Source Code
Feishu Document Reader
This skill enables reading and extracting content from Feishu (Lark) documents using the official Feishu Open API.
Configuration
Set Up the Skill
- Create the configuration file at
./reference/feishu_config.jsonwith your Feishu app credentials:
{
"app_id": "your_feishu_app_id_here",
"app_secret": "your_feishu_app_secret_here"
}
- Make sure the scripts are executable:
chmod +x scripts/read_doc.sh
chmod +x scripts/get_blocks.sh
Security Note: The configuration file should be kept secure and not committed to version control. Consider using proper file permissions (chmod 600 ./reference/feishu_config.json).
Usage
Basic Document Reading
To read a Feishu document, you need the document token (found in the URL: https://example.feishu.cn/docx/DOC_TOKEN).
Using the shell script (recommended):
# Make sure environment variables are set first
./scripts/read_doc.sh "your_doc_token_here"
# Or specify document type explicitly
./scripts/read_doc.sh "docx_token" "doc"
./scripts/read_doc.sh "sheet_token" "sheet"
Get Detailed Document Blocks (NEW)
For complete document structure with all blocks, use the dedicated blocks script:
# Get full document blocks structure
./scripts/get_blocks.sh "docx_AbCdEfGhIjKlMnOpQrStUv"
# Get specific block by ID
./scripts/get_blocks.sh "docx_token" "block_id"
# Get blocks with children
./scripts/get_blocks.sh "docx_token" "" "true"
Using Python directly for blocks:
python scripts/get_feishu_doc_blocks.py --doc-token "your_doc_token_here"
python scripts/get_feishu_doc_blocks.py --doc-token "docx_token" --block-id "block_id"
python scripts/get_feishu_doc_blocks.py --doc-token "docx_token" --include-children
Supported Document Types
- Docx documents (new Feishu docs): Full content extraction with blocks, metadata, and structure
- Doc documents (legacy): Basic metadata and limited content
- Sheets: Full spreadsheet data extraction with sheet navigation
- Slides: Basic metadata (content extraction requires additional permissions)
Features
Enhanced Content Extraction
- Structured output: Clean JSON with document metadata, content blocks, and hierarchy
- Complete blocks access: Full access to all document blocks including text, tables, images, headings, lists, etc.
- Block hierarchy: Proper parent-child relationships between blocks
- Text extraction: Automatic text extraction from complex block structures
- Table support: Proper table parsing with row/column structure
- Image handling: Image URLs and metadata extraction
- Link resolution: Internal and external link extraction
Block Types Supported
- text: Plain text and rich text content
- heading1/2/3: Document headings with proper hierarchy
- bullet/ordered: List items with nesting support
- table: Complete table structures with cells and formatting
- image: Image blocks with tokens and metadata
- quote: Block quotes
- code: Code blocks with language detection
- equation: Mathematical equations
- divider: Horizontal dividers
- page: Page breaks (in multi-page documents)

= Exercise set =
A – Reproduce the Feishu reader page between "# Get specific" and "requires additional permissions)", inclusive, changing every "metadata" to "properties".
B – Answer these questions from the Feishu reader page:
(i) What chmod setting does it suggest for the configuration file?
(ii) Where is the document token found?
(iii) What does the code block type come with?
C – List every supported document type named in the Feishu reader page.
The material plays no part in this work.

= Recorded data =
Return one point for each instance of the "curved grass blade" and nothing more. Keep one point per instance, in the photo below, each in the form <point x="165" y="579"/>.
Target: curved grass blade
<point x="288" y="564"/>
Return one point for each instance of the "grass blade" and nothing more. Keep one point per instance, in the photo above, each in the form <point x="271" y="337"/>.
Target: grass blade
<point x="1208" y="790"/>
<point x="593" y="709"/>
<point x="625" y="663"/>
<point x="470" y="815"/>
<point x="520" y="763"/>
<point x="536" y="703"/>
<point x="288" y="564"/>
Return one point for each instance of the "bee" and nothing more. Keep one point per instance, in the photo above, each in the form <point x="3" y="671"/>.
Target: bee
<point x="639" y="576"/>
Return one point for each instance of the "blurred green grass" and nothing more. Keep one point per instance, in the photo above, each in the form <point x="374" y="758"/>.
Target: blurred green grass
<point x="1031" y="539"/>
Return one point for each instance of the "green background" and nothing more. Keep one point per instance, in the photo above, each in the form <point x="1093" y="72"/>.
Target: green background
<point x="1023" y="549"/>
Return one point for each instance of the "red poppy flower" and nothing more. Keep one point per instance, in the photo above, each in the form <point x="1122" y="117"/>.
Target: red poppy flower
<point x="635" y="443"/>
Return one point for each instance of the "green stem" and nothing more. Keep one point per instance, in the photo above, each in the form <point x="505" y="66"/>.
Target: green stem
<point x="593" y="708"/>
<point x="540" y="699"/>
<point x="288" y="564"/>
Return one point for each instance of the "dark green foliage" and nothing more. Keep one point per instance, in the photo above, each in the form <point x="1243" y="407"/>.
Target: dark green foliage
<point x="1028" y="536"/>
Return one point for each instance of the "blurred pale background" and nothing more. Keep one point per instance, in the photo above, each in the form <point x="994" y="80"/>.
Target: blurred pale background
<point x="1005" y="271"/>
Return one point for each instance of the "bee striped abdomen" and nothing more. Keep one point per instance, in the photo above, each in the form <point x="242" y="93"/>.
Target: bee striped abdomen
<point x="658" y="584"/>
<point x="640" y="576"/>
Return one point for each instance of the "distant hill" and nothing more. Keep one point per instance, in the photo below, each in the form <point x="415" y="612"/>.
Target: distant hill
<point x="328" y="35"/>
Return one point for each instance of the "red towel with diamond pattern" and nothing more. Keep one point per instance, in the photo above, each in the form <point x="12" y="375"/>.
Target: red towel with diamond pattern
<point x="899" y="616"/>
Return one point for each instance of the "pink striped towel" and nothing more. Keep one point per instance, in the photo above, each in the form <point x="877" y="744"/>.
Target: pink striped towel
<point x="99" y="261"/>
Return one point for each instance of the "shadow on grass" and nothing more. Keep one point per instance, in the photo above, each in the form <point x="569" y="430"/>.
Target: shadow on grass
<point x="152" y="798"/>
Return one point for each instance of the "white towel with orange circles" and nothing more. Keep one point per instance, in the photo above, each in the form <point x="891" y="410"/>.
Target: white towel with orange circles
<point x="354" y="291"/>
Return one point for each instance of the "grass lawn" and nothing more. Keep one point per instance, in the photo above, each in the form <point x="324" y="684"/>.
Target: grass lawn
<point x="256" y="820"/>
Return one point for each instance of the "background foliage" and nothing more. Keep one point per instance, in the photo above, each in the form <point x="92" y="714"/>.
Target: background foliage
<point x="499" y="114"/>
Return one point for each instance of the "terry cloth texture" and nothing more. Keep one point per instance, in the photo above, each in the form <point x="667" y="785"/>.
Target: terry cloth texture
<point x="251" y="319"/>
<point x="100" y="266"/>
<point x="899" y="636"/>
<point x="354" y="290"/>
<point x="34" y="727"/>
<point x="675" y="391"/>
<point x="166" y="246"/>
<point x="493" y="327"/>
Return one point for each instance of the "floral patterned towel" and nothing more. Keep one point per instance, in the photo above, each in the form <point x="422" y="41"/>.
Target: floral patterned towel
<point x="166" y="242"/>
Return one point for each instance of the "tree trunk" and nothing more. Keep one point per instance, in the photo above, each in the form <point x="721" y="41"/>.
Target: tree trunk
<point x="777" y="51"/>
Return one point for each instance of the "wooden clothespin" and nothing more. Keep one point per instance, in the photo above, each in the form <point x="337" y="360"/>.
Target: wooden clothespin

= Completed exercise =
A –
# Get specific block by ID
./scripts/get_blocks.sh "docx_token" "block_id"
# Get blocks with children
./scripts/get_blocks.sh "docx_token" "" "true"
Using Python directly for blocks:
python scripts/get_feishu_doc_blocks.py --doc-token "your_doc_token_here"
python scripts/get_feishu_doc_blocks.py --doc-token "docx_token" --block-id "block_id"
python scripts/get_feishu_doc_blocks.py --doc-token "docx_token" --include-children
Supported Document Types
- Docx documents (new Feishu docs): Full content extraction with blocks, properties, and structure
- Doc documents (legacy): Basic properties and limited content
- Sheets: Full spreadsheet data extraction with sheet navigation
- Slides: Basic properties (content extraction requires additional permissions)

B –
(i) chmod 600
(ii) In the URL (https://example.feishu.cn/docx/DOC_TOKEN)
(iii) Language detection

C –
Docx documents (new Feishu docs)
Doc documents (legacy)
Sheets
Slides